▶ _Goals_
**1.** According to the passage on alienation, which opportunities to decide does the organization of work under capitalism take away from people?
**2.** In one to three sentences, why, according to the passage on alienation, does Marx treat alienation as an ongoing outcome of capitalism?

▶ _Page text_
Most of the sociological studies in the field of work, however, derive from Marx’s formulation of alienation as the signal on-going outcome of a basic feature of the capitalist order, the class struggle. Whereas work as such is a natural activity in which human beings can express their interests and their talents; the organization of work under capitalism cuts people off from self-realization by depriving them of opportunities to decide what to do, how to do it, and why (Marx, 1964). Research such as Seeman’s (1967, cited above) constitutes a flat denial that alienation is inevitable under capitalism; and many activist sociologists take a similar view, searching for ways to effect de-alienation in ordinary places of work.

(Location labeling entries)
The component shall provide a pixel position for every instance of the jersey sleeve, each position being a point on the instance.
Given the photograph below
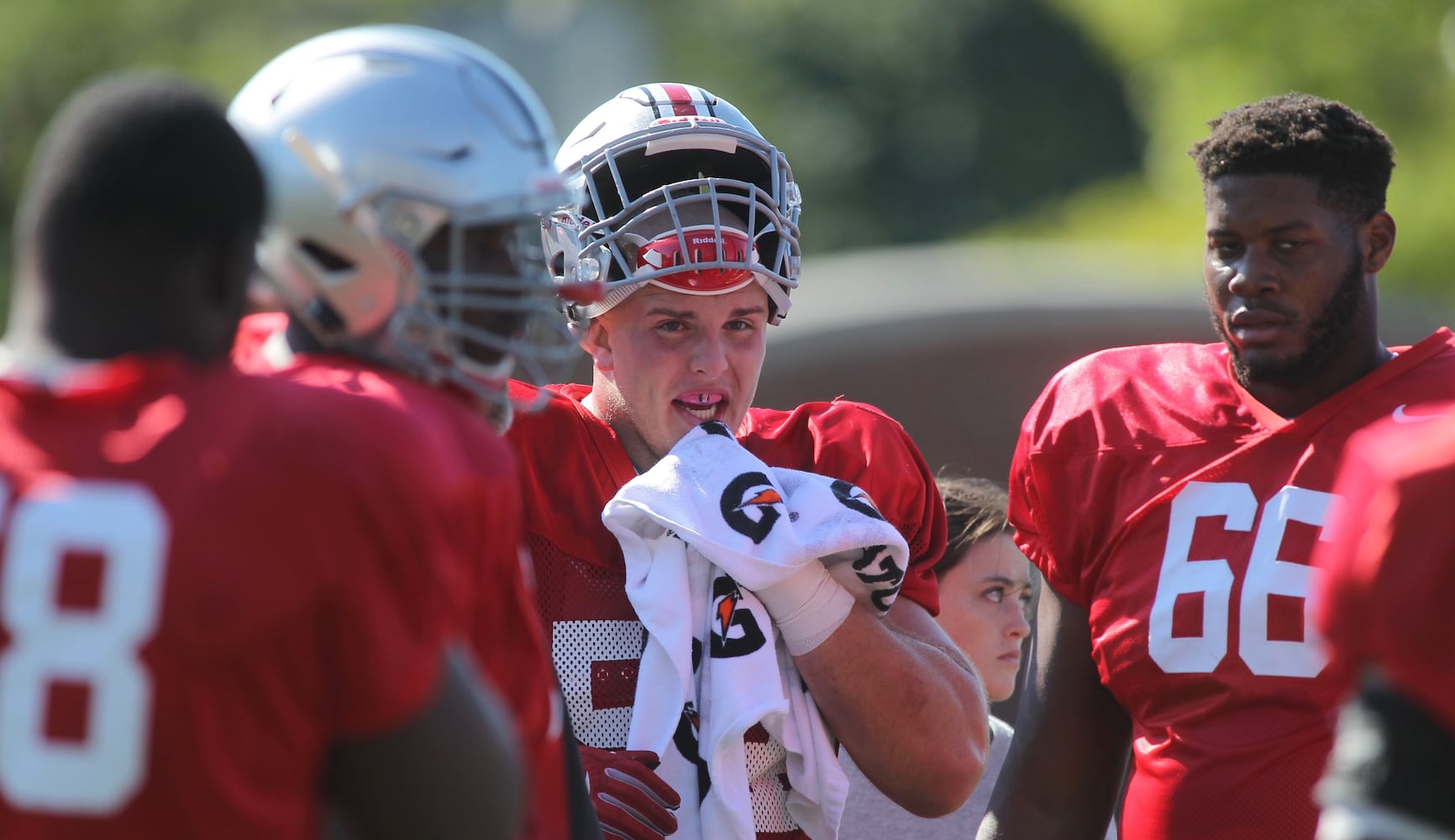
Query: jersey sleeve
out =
(1031, 506)
(508, 638)
(859, 443)
(1387, 571)
(391, 615)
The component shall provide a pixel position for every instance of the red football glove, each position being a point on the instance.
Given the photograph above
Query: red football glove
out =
(630, 800)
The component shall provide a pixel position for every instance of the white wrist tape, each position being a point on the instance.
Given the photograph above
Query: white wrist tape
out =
(806, 607)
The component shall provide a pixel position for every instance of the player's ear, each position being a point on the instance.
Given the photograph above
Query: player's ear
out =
(1379, 242)
(596, 339)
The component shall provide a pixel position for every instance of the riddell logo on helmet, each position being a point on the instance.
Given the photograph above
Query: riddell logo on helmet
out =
(689, 118)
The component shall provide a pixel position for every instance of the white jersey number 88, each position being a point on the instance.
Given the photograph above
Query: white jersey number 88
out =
(97, 648)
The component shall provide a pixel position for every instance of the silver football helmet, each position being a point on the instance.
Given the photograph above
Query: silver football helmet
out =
(675, 152)
(407, 174)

▶ _Solutions to each task_
**1.** What to do, how to do it, and why.

**2.** Marx sees alienation as the ongoing outcome of class struggle, which is a basic feature of the capitalist order. Work itself lets people express their interests and talents, but capitalism organizes it in a way that denies them chances to decide what to do, how to do it, and why, and this cuts them off from self-realization.